Print out the entries below with no edits.

(Records)
-- -- --

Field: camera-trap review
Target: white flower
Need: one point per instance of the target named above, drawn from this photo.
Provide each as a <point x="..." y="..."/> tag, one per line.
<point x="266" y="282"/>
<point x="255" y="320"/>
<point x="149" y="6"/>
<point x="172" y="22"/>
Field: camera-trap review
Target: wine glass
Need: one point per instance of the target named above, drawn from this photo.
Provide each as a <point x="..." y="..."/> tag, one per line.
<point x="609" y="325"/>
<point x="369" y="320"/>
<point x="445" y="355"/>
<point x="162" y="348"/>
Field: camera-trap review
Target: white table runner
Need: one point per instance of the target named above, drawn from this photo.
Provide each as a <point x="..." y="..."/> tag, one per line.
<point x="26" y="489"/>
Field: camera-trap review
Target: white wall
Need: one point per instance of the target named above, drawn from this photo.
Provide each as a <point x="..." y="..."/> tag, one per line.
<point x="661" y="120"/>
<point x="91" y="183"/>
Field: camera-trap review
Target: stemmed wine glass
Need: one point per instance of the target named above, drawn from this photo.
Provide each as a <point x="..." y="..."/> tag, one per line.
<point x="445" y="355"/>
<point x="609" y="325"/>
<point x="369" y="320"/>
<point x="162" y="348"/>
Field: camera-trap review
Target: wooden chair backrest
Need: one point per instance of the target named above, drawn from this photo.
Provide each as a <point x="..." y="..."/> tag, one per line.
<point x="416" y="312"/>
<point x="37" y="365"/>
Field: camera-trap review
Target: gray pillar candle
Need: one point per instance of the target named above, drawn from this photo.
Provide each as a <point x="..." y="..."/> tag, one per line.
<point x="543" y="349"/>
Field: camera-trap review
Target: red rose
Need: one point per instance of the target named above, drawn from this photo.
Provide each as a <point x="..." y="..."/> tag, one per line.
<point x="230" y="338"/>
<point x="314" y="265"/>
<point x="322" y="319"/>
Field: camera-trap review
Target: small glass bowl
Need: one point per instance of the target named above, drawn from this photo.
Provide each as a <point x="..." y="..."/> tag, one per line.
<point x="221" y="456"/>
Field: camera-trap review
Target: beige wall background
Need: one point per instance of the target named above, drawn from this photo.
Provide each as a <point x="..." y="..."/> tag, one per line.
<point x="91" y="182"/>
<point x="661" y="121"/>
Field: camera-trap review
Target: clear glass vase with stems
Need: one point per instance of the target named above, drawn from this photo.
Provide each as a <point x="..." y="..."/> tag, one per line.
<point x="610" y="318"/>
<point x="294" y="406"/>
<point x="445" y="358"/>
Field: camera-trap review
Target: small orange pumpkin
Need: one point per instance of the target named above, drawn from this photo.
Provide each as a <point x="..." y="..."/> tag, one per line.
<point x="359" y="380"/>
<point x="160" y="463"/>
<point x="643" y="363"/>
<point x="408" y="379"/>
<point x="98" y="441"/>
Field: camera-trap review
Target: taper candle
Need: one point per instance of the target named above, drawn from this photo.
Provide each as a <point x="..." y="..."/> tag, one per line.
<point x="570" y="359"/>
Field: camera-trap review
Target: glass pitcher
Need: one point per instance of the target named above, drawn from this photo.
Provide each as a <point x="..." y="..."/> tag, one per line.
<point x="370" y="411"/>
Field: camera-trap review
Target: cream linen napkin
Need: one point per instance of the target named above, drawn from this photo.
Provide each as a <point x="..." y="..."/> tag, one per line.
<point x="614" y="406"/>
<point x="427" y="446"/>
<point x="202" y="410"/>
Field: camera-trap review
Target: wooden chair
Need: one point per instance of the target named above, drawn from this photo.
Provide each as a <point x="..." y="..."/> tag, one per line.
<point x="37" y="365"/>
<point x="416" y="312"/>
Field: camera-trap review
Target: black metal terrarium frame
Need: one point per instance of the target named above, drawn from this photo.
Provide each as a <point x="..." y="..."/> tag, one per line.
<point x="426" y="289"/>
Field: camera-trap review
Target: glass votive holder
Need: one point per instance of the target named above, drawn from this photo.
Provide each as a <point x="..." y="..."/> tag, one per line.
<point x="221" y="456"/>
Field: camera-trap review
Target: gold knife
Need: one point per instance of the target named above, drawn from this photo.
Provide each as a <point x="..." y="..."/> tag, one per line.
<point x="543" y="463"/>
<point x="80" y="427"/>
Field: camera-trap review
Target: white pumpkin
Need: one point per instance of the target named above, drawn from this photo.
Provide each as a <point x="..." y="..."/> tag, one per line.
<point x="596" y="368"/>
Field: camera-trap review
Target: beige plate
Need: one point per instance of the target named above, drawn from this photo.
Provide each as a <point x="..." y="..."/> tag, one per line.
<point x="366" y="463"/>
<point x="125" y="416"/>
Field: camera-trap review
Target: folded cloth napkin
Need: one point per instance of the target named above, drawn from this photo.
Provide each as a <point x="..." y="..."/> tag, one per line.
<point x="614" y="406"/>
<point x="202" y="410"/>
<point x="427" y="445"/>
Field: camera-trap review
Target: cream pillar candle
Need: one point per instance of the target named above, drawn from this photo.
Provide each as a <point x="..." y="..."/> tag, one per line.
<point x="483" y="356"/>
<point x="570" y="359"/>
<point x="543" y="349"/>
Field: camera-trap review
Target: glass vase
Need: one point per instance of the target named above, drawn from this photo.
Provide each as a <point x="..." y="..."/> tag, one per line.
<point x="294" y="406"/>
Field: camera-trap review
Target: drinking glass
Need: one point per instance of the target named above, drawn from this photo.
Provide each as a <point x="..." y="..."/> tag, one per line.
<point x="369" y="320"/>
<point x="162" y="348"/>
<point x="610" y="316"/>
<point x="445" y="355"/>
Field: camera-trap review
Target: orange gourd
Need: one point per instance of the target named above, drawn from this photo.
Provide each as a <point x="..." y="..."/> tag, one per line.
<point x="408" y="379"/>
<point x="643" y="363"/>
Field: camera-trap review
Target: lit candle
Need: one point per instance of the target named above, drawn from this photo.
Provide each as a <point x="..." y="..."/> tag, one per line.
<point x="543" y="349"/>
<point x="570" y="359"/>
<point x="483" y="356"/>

-- -- --

▶ [Solution for this task]
Field: camera-trap review
Target: white flower
Need: one point per instance of the target named above, drawn from this photo.
Provide each as a <point x="..." y="..."/> tag, one per line.
<point x="266" y="282"/>
<point x="255" y="320"/>
<point x="149" y="6"/>
<point x="172" y="22"/>
Field: camera-trap review
Target: wine glass
Need: one point per instance of the target named above, drawn from this photo.
Provide each as a <point x="..." y="..."/> tag, one per line.
<point x="609" y="325"/>
<point x="369" y="320"/>
<point x="445" y="355"/>
<point x="162" y="348"/>
Field: camera-trap review
Target: white table runner
Need: one point per instance of the target named above, drawn from this photo.
Provide each as a <point x="..." y="..."/> tag, one per line.
<point x="26" y="489"/>
Field: camera-trap review
Target: white wall
Need: one point per instance of the target named above, drawn from this photo.
Provide each as a <point x="..." y="..."/> tag, one per line.
<point x="661" y="120"/>
<point x="91" y="183"/>
Field: camera-trap review
Target: stemmed wine glass
Need: one point per instance of the target named above, drawn from this photo.
Provide each as a <point x="..." y="..."/> tag, one per line.
<point x="445" y="355"/>
<point x="609" y="325"/>
<point x="369" y="320"/>
<point x="162" y="348"/>
Field: camera-trap review
Target: wooden chair backrest
Need: one point per instance of the target named above, drawn from this photo.
Provide each as a <point x="..." y="..."/> tag, one per line.
<point x="416" y="312"/>
<point x="37" y="365"/>
Field: camera-trap review
Target: gray pillar candle
Need: one point per instance of the target named above, drawn from this photo.
Provide each as a <point x="..." y="..."/> tag, one per line.
<point x="543" y="349"/>
Field: camera-trap review
Target: red rose
Need: one point per instance of the target named above, drawn from this photo.
Provide each as a <point x="..." y="..."/> tag, one per line.
<point x="230" y="338"/>
<point x="314" y="265"/>
<point x="322" y="319"/>
Field: camera-trap review
Target: small glass bowl
Need: one point per instance of the target named above, drawn from this photo.
Provide each as a <point x="..." y="..."/> tag, one per line.
<point x="221" y="456"/>
Field: camera-trap review
Target: beige wall background
Need: one point per instance of the target named above, drawn from this photo.
Provide each as a <point x="..." y="..."/> tag, one per line.
<point x="91" y="182"/>
<point x="661" y="121"/>
Field: camera-trap review
Target: clear glass vase with stems
Need: one point per instance of the target named above, drawn from this photo.
Provide each as a <point x="..." y="..."/> tag, one per line.
<point x="610" y="318"/>
<point x="294" y="406"/>
<point x="445" y="358"/>
Field: camera-trap review
Target: small orange pumpkin
Need: one point per instance of the target named above, drawn from this photo.
Provide each as a <point x="..." y="..."/> tag, one per line.
<point x="359" y="380"/>
<point x="160" y="463"/>
<point x="643" y="363"/>
<point x="408" y="379"/>
<point x="98" y="441"/>
Field: camera-trap review
Target: taper candle
Need: one point per instance of the target named above, drawn from this photo.
Provide each as a <point x="..." y="..."/> tag, one per line.
<point x="570" y="359"/>
Field: camera-trap review
Target: glass pitcher
Need: one point per instance of the target named above, drawn from this photo.
Provide each as a <point x="..." y="..."/> tag, one per line.
<point x="370" y="411"/>
Field: camera-trap review
Target: cream linen napkin
Need: one point per instance of the target named above, drawn from this photo.
Provide each as a <point x="..." y="..."/> tag, one per line.
<point x="614" y="406"/>
<point x="427" y="446"/>
<point x="202" y="410"/>
Field: camera-trap review
Target: wooden chair
Need: one point per instance of the target named above, drawn from this photo.
Provide each as a <point x="..." y="..."/> tag, one per line.
<point x="37" y="365"/>
<point x="416" y="312"/>
Field: camera-trap review
Target: black metal terrarium frame
Need: one point per instance of the target named above, drawn from this photo.
Provide each as a <point x="..." y="..."/> tag, one per line.
<point x="426" y="289"/>
Field: camera-trap review
Target: glass votive holder
Need: one point per instance of the target named above, drawn from this photo.
Provide each as a <point x="..." y="..."/> tag, one per line.
<point x="221" y="456"/>
Field: camera-trap review
Target: gold knife
Need: one point per instance of the target named above, drawn from this photo.
Provide each as a <point x="..." y="..."/> tag, one per line.
<point x="543" y="463"/>
<point x="80" y="427"/>
Field: camera-trap review
Target: white pumpkin
Need: one point per instance of the target named above, drawn from this photo.
Provide each as a <point x="..." y="..."/> tag, one per line.
<point x="596" y="368"/>
Field: camera-trap review
Target: beige plate
Need: one point per instance of the target named above, drawn from this photo.
Provide each as a <point x="..." y="..."/> tag, one per line.
<point x="366" y="463"/>
<point x="125" y="416"/>
Field: camera-trap review
Target: folded cloth napkin
Need: one point per instance of the target named above, drawn from this photo.
Provide each as a <point x="..." y="..."/> tag, one per line.
<point x="614" y="406"/>
<point x="202" y="410"/>
<point x="427" y="445"/>
Field: camera-trap review
Target: cream pillar candle
Need: one point per instance of the target named above, drawn from this photo.
Provide each as a <point x="..." y="..."/> tag, one per line.
<point x="483" y="356"/>
<point x="570" y="359"/>
<point x="543" y="349"/>
Field: camera-trap review
Target: glass vase
Need: one point per instance of the target named above, drawn from this photo.
Provide each as a <point x="..." y="..."/> tag, one per line.
<point x="294" y="406"/>
Field: camera-trap review
Target: drinking glass
Need: one point per instance of the target named above, drawn from this photo.
Provide each as a <point x="..." y="..."/> tag, one per line.
<point x="369" y="320"/>
<point x="162" y="348"/>
<point x="610" y="316"/>
<point x="445" y="355"/>
Field: camera-trap review
Target: orange gourd
Need: one point per instance of the target named above, drawn from this photo.
Provide each as a <point x="..." y="..."/> tag, one per line.
<point x="408" y="379"/>
<point x="643" y="363"/>
Field: camera-trap review
Target: lit candle
Need: one point per instance of the target named above, drawn from this photo.
Provide each as a <point x="..." y="..."/> tag, one per line.
<point x="543" y="349"/>
<point x="570" y="359"/>
<point x="483" y="356"/>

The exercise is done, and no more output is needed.